## START
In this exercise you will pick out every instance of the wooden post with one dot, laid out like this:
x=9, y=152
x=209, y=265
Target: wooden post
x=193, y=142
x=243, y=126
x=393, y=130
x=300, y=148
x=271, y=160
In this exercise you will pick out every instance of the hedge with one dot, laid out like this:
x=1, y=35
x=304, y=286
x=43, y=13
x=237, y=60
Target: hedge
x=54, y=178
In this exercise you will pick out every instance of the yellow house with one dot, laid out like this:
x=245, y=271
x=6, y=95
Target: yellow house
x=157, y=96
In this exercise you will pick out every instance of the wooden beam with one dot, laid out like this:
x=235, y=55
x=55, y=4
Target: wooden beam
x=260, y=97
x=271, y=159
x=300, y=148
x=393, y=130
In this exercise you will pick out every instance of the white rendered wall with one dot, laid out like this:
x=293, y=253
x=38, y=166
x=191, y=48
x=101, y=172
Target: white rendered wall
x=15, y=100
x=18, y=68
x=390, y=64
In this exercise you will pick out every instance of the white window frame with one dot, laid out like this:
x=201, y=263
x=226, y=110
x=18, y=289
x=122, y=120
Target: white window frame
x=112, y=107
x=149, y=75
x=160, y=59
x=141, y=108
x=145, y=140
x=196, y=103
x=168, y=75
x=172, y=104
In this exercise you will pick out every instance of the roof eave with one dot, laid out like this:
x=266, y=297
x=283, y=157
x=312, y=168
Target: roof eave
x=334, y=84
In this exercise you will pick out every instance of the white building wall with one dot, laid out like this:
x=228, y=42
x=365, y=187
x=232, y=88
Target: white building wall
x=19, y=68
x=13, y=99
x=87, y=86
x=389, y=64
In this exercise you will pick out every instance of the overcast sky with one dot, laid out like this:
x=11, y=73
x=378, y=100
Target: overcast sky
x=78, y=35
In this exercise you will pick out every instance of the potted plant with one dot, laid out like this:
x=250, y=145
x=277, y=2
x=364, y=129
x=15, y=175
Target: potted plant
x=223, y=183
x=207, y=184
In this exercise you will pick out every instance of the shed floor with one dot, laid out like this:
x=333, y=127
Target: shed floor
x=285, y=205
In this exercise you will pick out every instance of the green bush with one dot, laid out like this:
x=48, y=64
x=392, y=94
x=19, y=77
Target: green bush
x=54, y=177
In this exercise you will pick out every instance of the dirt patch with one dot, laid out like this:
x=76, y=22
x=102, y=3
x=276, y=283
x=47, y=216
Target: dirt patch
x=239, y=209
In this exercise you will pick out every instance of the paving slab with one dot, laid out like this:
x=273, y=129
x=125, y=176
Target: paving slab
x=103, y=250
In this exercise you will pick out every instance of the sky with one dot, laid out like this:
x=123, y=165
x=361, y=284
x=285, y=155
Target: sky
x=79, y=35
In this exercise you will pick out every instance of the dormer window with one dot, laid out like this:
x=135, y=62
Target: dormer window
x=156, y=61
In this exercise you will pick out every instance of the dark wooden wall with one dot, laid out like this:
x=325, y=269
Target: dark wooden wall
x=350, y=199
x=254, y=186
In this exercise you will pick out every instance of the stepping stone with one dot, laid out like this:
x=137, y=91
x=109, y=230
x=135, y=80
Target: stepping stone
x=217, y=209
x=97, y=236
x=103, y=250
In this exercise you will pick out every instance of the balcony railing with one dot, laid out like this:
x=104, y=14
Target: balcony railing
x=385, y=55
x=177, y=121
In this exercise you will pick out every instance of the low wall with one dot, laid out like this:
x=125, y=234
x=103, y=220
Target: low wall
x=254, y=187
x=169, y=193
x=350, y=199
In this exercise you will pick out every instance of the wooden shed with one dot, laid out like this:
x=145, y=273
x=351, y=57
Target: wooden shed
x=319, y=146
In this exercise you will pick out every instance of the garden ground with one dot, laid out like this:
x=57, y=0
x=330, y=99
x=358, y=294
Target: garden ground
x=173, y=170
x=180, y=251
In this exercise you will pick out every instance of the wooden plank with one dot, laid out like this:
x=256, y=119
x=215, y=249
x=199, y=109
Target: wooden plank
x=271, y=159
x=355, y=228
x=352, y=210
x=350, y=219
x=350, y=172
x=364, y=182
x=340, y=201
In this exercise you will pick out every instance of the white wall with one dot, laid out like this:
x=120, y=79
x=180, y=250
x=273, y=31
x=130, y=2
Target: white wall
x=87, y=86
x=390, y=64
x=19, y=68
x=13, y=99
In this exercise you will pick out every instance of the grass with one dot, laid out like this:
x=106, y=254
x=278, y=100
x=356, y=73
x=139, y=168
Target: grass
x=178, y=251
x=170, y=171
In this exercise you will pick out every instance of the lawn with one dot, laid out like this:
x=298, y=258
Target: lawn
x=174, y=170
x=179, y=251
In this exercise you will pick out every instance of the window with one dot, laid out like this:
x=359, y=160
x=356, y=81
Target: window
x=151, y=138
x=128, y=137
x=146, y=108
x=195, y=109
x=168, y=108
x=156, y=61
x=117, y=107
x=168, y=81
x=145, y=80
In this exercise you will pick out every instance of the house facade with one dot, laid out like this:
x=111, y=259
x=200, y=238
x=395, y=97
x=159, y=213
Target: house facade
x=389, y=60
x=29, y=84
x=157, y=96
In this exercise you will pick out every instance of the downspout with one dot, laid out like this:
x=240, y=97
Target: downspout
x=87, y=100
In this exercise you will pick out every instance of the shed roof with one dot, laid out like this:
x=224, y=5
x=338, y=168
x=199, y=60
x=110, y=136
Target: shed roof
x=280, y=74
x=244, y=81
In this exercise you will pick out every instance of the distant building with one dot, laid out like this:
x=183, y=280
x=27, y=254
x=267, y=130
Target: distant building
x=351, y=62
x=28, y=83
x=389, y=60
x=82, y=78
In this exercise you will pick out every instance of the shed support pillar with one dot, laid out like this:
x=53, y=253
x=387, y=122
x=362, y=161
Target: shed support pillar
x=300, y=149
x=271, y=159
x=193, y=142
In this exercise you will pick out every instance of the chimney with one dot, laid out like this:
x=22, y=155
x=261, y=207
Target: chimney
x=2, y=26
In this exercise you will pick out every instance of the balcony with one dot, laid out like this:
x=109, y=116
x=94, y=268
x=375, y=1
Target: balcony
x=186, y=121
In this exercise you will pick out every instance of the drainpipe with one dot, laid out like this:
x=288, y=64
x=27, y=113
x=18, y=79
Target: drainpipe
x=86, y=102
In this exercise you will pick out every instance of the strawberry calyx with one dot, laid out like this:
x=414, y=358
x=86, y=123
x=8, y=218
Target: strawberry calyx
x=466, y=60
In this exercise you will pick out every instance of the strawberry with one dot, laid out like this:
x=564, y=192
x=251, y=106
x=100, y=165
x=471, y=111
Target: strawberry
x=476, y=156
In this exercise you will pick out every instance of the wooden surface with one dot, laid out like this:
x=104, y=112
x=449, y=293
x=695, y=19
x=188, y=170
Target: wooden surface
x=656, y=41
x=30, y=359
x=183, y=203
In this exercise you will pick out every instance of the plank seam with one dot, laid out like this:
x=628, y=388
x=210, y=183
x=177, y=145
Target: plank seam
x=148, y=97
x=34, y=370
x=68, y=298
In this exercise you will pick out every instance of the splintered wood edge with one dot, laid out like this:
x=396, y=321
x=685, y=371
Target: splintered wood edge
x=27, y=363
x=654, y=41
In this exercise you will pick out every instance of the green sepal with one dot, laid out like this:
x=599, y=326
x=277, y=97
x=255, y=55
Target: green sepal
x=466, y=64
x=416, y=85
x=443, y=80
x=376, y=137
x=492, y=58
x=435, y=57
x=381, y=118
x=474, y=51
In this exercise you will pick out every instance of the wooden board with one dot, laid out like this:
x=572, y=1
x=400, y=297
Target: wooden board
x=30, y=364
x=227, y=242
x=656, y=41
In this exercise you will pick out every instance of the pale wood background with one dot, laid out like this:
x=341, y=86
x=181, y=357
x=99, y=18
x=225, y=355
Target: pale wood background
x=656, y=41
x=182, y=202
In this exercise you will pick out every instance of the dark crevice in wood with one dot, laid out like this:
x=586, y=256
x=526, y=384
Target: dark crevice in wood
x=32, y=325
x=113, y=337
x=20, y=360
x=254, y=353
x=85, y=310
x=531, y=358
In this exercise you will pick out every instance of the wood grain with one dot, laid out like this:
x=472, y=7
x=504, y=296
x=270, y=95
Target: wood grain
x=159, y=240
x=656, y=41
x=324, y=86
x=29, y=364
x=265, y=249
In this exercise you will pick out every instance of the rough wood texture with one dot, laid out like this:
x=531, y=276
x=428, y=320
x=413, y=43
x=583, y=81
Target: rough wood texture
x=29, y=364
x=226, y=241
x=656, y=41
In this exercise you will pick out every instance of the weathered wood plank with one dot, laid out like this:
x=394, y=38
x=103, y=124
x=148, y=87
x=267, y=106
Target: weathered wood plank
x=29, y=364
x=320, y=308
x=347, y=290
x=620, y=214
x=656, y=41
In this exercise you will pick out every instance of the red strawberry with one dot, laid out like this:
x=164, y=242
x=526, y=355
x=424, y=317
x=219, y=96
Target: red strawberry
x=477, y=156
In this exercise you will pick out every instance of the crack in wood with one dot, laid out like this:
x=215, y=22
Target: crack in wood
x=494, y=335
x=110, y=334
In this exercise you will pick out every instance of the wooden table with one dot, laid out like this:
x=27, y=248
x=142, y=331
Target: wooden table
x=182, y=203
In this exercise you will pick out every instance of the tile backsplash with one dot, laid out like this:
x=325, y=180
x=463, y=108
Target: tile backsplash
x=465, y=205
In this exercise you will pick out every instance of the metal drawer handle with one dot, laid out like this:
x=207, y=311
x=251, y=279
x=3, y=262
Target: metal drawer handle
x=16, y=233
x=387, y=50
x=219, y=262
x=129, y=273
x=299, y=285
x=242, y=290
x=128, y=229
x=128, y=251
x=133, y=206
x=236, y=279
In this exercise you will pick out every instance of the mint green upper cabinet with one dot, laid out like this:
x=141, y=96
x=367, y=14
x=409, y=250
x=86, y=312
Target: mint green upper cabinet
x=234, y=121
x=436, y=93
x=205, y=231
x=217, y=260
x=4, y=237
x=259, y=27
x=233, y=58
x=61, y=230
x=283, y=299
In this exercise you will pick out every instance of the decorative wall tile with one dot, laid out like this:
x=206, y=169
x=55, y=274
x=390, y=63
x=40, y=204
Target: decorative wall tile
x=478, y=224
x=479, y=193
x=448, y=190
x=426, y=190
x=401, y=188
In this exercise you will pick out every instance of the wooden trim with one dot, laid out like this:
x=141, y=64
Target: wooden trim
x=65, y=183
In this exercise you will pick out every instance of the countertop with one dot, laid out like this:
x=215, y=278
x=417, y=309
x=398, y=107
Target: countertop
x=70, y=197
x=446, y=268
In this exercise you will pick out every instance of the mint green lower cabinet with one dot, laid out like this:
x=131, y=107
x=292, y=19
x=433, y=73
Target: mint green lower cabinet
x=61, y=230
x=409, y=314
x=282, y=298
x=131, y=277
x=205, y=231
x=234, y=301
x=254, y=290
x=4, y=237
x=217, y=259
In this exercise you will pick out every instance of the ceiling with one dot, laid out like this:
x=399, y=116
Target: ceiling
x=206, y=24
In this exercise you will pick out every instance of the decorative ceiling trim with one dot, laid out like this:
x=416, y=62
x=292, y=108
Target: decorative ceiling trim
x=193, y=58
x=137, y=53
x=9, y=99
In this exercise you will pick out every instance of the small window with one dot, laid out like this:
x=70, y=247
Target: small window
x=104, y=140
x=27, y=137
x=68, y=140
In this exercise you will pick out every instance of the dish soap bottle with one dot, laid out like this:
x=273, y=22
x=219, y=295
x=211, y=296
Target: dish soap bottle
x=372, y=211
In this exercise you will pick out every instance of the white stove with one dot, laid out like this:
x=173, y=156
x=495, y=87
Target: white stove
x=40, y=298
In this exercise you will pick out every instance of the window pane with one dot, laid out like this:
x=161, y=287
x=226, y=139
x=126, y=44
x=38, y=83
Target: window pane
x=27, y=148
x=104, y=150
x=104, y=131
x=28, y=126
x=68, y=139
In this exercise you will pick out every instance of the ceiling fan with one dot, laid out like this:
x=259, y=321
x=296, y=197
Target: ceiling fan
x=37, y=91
## END
> [THE EXERCISE]
Update the listing from the line containing "of the tile" through the line containing "x=446, y=268" by replacing "upper cabinet" with "wall cabinet", leaving everything else unchanged. Return only those lines.

> [THE COMPLETED TASK]
In this exercise you will pick out every instance of the tile backsplash with one dot, laid out like this:
x=325, y=180
x=463, y=108
Target: tile backsplash
x=465, y=205
In this exercise you will pick out every instance of the metal drawer handle with one dot, laid out like this:
x=207, y=311
x=251, y=279
x=3, y=262
Target: metal drawer handle
x=16, y=233
x=387, y=50
x=219, y=262
x=129, y=273
x=299, y=285
x=242, y=290
x=128, y=229
x=128, y=251
x=133, y=206
x=236, y=279
In this exercise you will pick out every instance of the mint green wall cabinet with one dot, laid out like this:
x=141, y=96
x=367, y=14
x=409, y=250
x=86, y=312
Target: mint green wall cabinet
x=234, y=121
x=436, y=93
x=205, y=231
x=217, y=260
x=4, y=237
x=259, y=27
x=233, y=58
x=61, y=230
x=283, y=299
In this exercise you will pick out every instance of the decorative wall tile with one dot, laid out like this:
x=206, y=169
x=55, y=274
x=390, y=63
x=40, y=204
Target: decorative wall tile
x=478, y=224
x=479, y=193
x=448, y=190
x=426, y=190
x=401, y=188
In this exercise you will pick out every instance of the wooden trim with one dot, laid out like this:
x=141, y=64
Target: wooden trim
x=65, y=183
In this exercise you will pick out every instance of the countertop with one dot, laid out like this:
x=215, y=278
x=417, y=309
x=398, y=107
Target: countertop
x=70, y=197
x=446, y=268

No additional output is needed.